■ Dataset entries:
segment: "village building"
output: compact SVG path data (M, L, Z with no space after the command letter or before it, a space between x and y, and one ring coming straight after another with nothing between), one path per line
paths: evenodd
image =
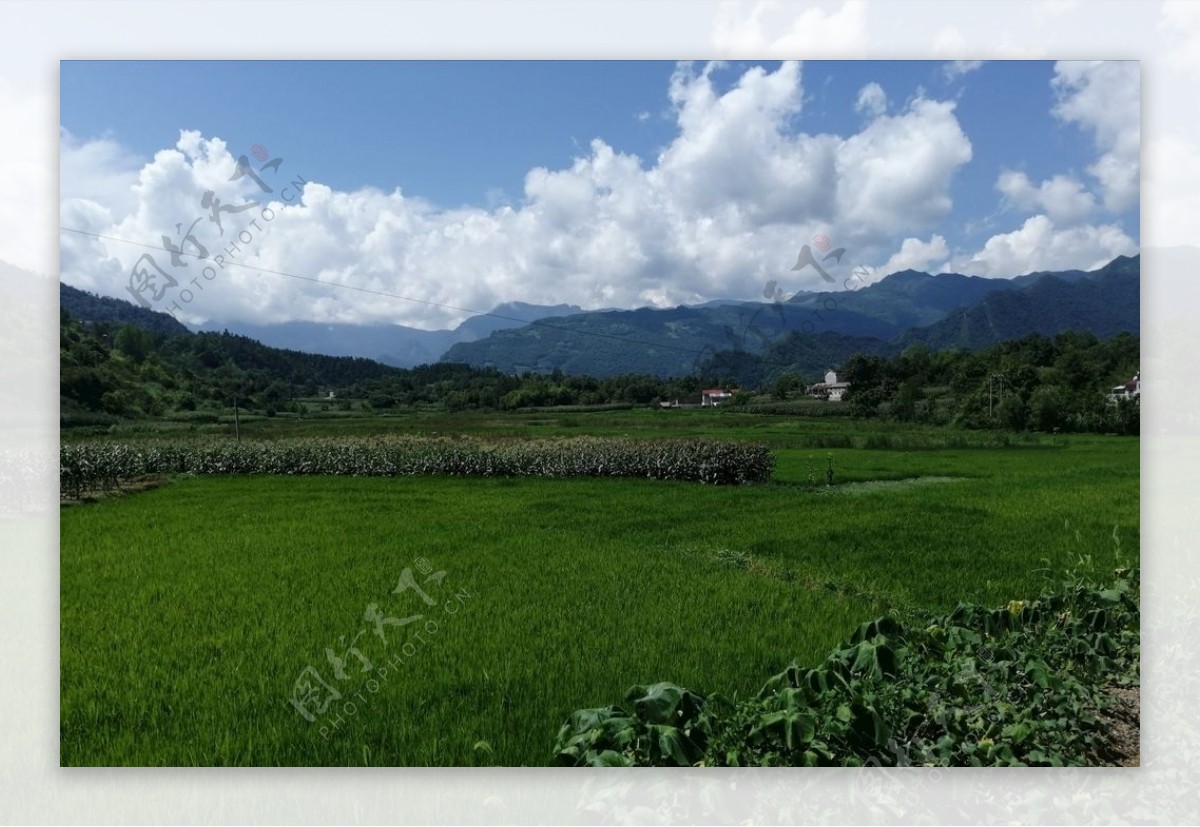
M1139 370L1137 373L1135 373L1133 375L1133 378L1130 379L1128 382L1126 382L1124 385L1117 385L1115 388L1113 388L1112 392L1110 392L1108 394L1108 401L1112 402L1114 405L1117 402L1120 402L1122 399L1124 399L1124 400L1136 399L1140 402L1141 397L1142 397L1142 372Z
M700 405L705 408L715 408L732 398L733 394L724 388L708 388L700 392Z
M816 399L826 399L830 402L841 402L846 391L850 389L849 382L839 382L835 371L825 373L825 381L809 385L807 393Z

■ DIRECTIONS FOR THIS TASK: Please copy the records above word for word, omitting every picture.

■ WRITTEN SOLUTION:
segment: "village building"
output: compact SVG path data (M, L, Z with no space after the command letter or before it, a space between x and y, and one ring coming straight after another with nothing between), one path per line
paths: evenodd
image =
M1139 370L1137 373L1135 373L1133 375L1133 378L1130 379L1128 382L1126 382L1124 385L1117 385L1115 388L1113 388L1112 392L1110 392L1108 394L1108 401L1112 402L1114 405L1117 402L1120 402L1122 399L1124 399L1124 400L1136 399L1140 402L1141 397L1142 397L1142 372Z
M700 405L705 408L715 408L732 398L733 394L724 388L708 388L700 392Z
M816 399L826 399L830 402L841 402L846 391L850 389L849 382L839 382L835 371L825 373L825 381L809 385L807 393Z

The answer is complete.